[RECORDS FOR THE TASK]
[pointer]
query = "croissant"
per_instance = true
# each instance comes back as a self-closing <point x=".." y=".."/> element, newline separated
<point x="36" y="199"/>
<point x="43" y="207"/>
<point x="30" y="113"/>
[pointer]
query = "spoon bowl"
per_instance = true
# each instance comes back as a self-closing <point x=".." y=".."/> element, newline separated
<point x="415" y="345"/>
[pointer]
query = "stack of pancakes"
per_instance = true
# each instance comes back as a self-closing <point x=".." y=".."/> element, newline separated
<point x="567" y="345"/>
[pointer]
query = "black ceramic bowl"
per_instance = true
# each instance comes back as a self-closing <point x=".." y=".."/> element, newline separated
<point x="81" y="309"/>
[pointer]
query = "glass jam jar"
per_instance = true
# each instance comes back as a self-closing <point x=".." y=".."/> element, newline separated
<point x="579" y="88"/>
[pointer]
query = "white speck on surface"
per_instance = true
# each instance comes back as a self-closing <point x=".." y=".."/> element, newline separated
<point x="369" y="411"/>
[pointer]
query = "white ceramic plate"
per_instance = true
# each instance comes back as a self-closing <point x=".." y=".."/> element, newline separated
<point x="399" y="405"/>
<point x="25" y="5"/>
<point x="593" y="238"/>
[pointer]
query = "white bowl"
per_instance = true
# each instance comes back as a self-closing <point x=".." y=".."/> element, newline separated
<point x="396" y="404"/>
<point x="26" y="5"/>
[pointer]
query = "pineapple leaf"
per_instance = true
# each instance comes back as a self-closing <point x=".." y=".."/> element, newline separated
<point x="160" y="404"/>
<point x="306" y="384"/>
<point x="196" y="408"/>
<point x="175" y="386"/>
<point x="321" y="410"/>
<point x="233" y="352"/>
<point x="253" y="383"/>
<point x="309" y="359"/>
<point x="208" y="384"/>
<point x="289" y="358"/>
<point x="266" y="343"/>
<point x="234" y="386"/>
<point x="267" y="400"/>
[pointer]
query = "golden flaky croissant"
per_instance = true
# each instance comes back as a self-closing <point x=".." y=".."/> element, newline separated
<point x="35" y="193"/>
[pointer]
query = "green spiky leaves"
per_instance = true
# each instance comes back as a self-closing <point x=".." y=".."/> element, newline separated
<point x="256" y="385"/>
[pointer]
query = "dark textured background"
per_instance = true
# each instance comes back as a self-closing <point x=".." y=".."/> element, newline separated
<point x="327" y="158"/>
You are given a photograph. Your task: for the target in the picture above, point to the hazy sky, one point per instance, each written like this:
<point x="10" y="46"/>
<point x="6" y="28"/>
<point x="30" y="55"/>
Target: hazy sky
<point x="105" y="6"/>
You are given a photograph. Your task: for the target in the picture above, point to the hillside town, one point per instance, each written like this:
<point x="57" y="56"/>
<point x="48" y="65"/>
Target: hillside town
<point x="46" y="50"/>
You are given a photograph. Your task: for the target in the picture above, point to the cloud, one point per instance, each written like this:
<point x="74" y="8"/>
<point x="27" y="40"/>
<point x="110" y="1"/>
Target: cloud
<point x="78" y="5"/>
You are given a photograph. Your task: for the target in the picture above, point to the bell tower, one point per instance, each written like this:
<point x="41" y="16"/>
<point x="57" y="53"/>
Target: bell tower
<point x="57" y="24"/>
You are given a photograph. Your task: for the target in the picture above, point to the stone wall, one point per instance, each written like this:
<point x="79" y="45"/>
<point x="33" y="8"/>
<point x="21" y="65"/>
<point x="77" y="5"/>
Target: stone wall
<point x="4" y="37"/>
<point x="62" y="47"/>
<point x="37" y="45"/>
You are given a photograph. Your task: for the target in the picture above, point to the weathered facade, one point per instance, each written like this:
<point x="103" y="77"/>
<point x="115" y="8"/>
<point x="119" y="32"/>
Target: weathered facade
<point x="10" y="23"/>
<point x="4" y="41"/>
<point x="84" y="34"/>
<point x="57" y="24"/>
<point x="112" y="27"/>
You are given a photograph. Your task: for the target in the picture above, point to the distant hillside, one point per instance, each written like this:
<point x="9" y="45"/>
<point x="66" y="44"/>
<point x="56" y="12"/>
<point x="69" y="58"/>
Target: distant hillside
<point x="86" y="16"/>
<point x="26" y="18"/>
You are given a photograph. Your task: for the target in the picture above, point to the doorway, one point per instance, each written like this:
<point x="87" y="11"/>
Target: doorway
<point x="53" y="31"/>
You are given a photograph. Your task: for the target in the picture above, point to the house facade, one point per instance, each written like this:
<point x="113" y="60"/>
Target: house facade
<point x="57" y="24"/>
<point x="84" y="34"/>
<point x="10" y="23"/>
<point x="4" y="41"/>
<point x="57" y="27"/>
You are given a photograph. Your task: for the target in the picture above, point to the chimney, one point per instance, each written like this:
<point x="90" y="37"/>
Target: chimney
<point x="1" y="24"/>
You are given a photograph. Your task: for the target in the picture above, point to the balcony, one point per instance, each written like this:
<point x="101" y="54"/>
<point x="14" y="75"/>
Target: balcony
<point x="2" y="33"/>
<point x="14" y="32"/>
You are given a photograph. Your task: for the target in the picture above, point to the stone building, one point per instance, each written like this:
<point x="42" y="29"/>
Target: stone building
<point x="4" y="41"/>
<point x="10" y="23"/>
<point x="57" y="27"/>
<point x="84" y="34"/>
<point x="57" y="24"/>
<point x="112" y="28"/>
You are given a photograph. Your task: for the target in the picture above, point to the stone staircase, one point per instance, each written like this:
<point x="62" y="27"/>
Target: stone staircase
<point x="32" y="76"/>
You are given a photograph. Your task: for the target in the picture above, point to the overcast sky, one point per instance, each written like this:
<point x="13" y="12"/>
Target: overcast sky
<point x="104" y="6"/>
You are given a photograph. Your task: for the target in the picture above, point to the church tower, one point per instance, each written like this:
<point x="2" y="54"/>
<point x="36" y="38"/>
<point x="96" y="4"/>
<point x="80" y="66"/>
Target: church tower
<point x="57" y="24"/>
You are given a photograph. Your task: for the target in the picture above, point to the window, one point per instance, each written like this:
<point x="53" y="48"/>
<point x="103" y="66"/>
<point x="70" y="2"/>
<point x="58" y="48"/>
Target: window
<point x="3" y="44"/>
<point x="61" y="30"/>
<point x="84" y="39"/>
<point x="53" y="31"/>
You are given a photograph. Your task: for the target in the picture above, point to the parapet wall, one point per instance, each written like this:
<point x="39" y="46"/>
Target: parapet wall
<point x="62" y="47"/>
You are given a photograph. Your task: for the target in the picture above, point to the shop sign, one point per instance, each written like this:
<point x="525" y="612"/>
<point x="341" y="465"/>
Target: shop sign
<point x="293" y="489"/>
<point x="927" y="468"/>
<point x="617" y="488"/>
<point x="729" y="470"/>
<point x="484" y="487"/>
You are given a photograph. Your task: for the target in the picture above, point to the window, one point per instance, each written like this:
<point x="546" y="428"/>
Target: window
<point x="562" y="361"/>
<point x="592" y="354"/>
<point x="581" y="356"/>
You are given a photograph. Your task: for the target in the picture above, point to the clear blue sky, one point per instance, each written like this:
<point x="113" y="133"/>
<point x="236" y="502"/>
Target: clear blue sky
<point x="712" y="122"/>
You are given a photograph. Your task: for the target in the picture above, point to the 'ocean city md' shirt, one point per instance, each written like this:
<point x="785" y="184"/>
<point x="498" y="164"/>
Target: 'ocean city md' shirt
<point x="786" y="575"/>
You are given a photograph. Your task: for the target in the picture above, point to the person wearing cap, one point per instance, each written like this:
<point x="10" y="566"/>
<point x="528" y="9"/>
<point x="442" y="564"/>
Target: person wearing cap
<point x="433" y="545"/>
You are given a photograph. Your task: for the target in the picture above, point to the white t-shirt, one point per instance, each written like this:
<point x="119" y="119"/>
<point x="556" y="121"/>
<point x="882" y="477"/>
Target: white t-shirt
[/RECORDS FOR THE TASK]
§ ASSIGNED TASK:
Each of the records should be written out again, exactly as it reads.

§ ANSWER SPACE:
[pointer]
query = "croissant"
per_instance = true
# each instance comes back as a self-closing <point x=".." y=".."/> element, newline separated
<point x="36" y="199"/>
<point x="43" y="207"/>
<point x="30" y="113"/>
[pointer]
query = "spoon bowl"
per_instance = true
# each instance comes back as a self-closing <point x=".." y=".."/> element, newline separated
<point x="415" y="345"/>
[pointer]
query = "stack of pancakes"
per_instance = true
# each instance comes back as a self-closing <point x=".." y=".."/> element, newline separated
<point x="567" y="345"/>
[pointer]
query = "black ceramic bowl"
per_instance = true
# each instance comes back as a self-closing <point x=".." y=".."/> element, newline separated
<point x="81" y="309"/>
[pointer]
query = "glass jam jar"
per_instance = true
# each instance comes back as a self-closing <point x=".." y=".."/> element, newline separated
<point x="579" y="88"/>
[pointer]
query = "white speck on surface"
per_instance = true
# each instance comes back as a self-closing <point x=".." y=".."/> element, newline separated
<point x="369" y="411"/>
[pointer]
query = "white ceramic plate"
per_instance = true
# each instance comes back as a self-closing <point x=".." y=".."/> element, newline separated
<point x="399" y="405"/>
<point x="25" y="5"/>
<point x="593" y="238"/>
[pointer]
query = "white bowl"
per_instance = true
# each instance comes back as a self-closing <point x=".." y=".."/> element, newline separated
<point x="396" y="404"/>
<point x="26" y="5"/>
[pointer]
query = "pineapple leaf"
per_instance = true
# each instance comes back as a self-closing <point x=".." y=".."/> element, newline separated
<point x="160" y="404"/>
<point x="306" y="384"/>
<point x="196" y="408"/>
<point x="175" y="386"/>
<point x="321" y="410"/>
<point x="233" y="352"/>
<point x="253" y="383"/>
<point x="309" y="359"/>
<point x="208" y="384"/>
<point x="289" y="358"/>
<point x="266" y="343"/>
<point x="234" y="386"/>
<point x="267" y="400"/>
[pointer]
query = "golden flaky croissant"
per_instance = true
# each instance comes back as a self-closing <point x=".." y=".."/> element, newline separated
<point x="35" y="193"/>
[pointer]
query = "green spiky leaves"
per_instance = true
# each instance comes back as a self-closing <point x=".." y=".."/> element, newline separated
<point x="256" y="385"/>
[pointer]
query = "dark textured background"
per_instance = true
# each instance comes back as a self-closing <point x=".." y=".."/> element, newline separated
<point x="327" y="158"/>
You are given a photograph. Your task: for the target in the picture above, point to the hazy sky, one point per instance, each written like this:
<point x="10" y="46"/>
<point x="6" y="28"/>
<point x="30" y="55"/>
Target: hazy sky
<point x="105" y="6"/>
You are given a photograph. Your task: for the target in the picture above, point to the hillside town, one point per instance, each written like this:
<point x="57" y="56"/>
<point x="48" y="65"/>
Target: hillside town
<point x="46" y="50"/>
You are given a photograph. Your task: for the target in the picture above, point to the cloud, one point per instance, each written like this:
<point x="74" y="8"/>
<point x="27" y="40"/>
<point x="110" y="1"/>
Target: cloud
<point x="78" y="5"/>
You are given a photograph. Your task: for the target in the picture above, point to the bell tower, one point per instance, each written like this:
<point x="41" y="16"/>
<point x="57" y="53"/>
Target: bell tower
<point x="57" y="24"/>
You are given a photograph. Your task: for the target in the picture above, point to the stone wall, one point per instance, each written like this:
<point x="79" y="45"/>
<point x="33" y="8"/>
<point x="21" y="65"/>
<point x="77" y="5"/>
Target: stone wall
<point x="4" y="37"/>
<point x="62" y="47"/>
<point x="37" y="45"/>
You are given a photograph. Your task: for the target in the picture above, point to the weathered facade, one point per instance, each written like this:
<point x="103" y="77"/>
<point x="115" y="8"/>
<point x="119" y="32"/>
Target: weathered facade
<point x="10" y="23"/>
<point x="4" y="41"/>
<point x="84" y="34"/>
<point x="57" y="24"/>
<point x="112" y="27"/>
You are given a photograph. Your task: for the target in the picture above, point to the distant hillside, one point per instance, each written like this:
<point x="9" y="45"/>
<point x="66" y="44"/>
<point x="56" y="12"/>
<point x="69" y="58"/>
Target: distant hillside
<point x="86" y="16"/>
<point x="26" y="18"/>
You are given a photograph. Your task: for the target in the picture above, point to the doorway, one point per instance, each written like this:
<point x="87" y="11"/>
Target: doorway
<point x="53" y="31"/>
You are given a photograph. Your task: for the target in the picture above, point to the house facade, one point per instance, each written like this:
<point x="113" y="60"/>
Target: house facade
<point x="57" y="24"/>
<point x="84" y="34"/>
<point x="10" y="23"/>
<point x="4" y="41"/>
<point x="57" y="27"/>
You are given a photograph. Your task: for the target in the picture above, point to the chimney, one point per instance, each written like this:
<point x="90" y="37"/>
Target: chimney
<point x="1" y="24"/>
You are given a photograph. Your task: for the target in the picture above, point to the balcony, one point per instance, each written like this:
<point x="101" y="54"/>
<point x="14" y="75"/>
Target: balcony
<point x="2" y="33"/>
<point x="14" y="32"/>
You are given a photograph. Your task: for the target in the picture above, point to the stone building, one point per instance, each written like this:
<point x="42" y="29"/>
Target: stone building
<point x="4" y="41"/>
<point x="10" y="23"/>
<point x="57" y="27"/>
<point x="84" y="34"/>
<point x="57" y="24"/>
<point x="112" y="28"/>
You are given a photograph. Your task: for the target in the picture above, point to the stone staircase, one point per instance, each written like this:
<point x="62" y="27"/>
Target: stone staircase
<point x="32" y="76"/>
You are given a photograph. Your task: for the target in the picture above, point to the overcast sky, one point per instance, each written like this:
<point x="13" y="12"/>
Target: overcast sky
<point x="104" y="6"/>
You are given a photograph. Your task: for the target in the picture above, point to the church tower, one point per instance, each written like this:
<point x="2" y="54"/>
<point x="36" y="38"/>
<point x="96" y="4"/>
<point x="80" y="66"/>
Target: church tower
<point x="57" y="24"/>
You are given a photograph. Your task: for the target in the picture above, point to the window, one point per instance, each written like this:
<point x="53" y="48"/>
<point x="103" y="66"/>
<point x="70" y="2"/>
<point x="58" y="48"/>
Target: window
<point x="3" y="44"/>
<point x="61" y="30"/>
<point x="84" y="39"/>
<point x="53" y="31"/>
You are given a photograph. Your task: for the target in the picture above, point to the parapet wall, one point per instance, each written like this:
<point x="39" y="46"/>
Target: parapet wall
<point x="62" y="47"/>
You are given a photograph. Your task: for the target in the picture above, point to the shop sign, one point per instance, each written like this:
<point x="525" y="612"/>
<point x="341" y="465"/>
Target: shop sign
<point x="293" y="489"/>
<point x="927" y="468"/>
<point x="617" y="488"/>
<point x="729" y="470"/>
<point x="484" y="487"/>
You are given a photograph. Your task: for the target in the picture above, point to the window, one point per instance, each written like this:
<point x="546" y="428"/>
Target: window
<point x="562" y="361"/>
<point x="592" y="354"/>
<point x="581" y="356"/>
You are given a photograph. Your task: for the target in the picture above, point to the clear blue sky, one point per instance, each written like this:
<point x="113" y="133"/>
<point x="236" y="502"/>
Target: clear blue sky
<point x="712" y="122"/>
You are given a photograph. Your task: for the target in the picture above, point to the 'ocean city md' shirt, one point per instance, each written like this:
<point x="785" y="184"/>
<point x="498" y="164"/>
Target: 'ocean city md' shirt
<point x="786" y="575"/>
You are given a photograph. Your task: for the target in the picture above, point to the person wearing cap, one point per instance, each written like this:
<point x="10" y="566"/>
<point x="528" y="9"/>
<point x="442" y="564"/>
Target: person wearing cap
<point x="433" y="545"/>
You are given a photograph. Your task: for the target in the picture above, point to the white t-shirt, one point per instance, each written like this:
<point x="119" y="119"/>
<point x="556" y="121"/>
<point x="882" y="477"/>
Target: white t-shirt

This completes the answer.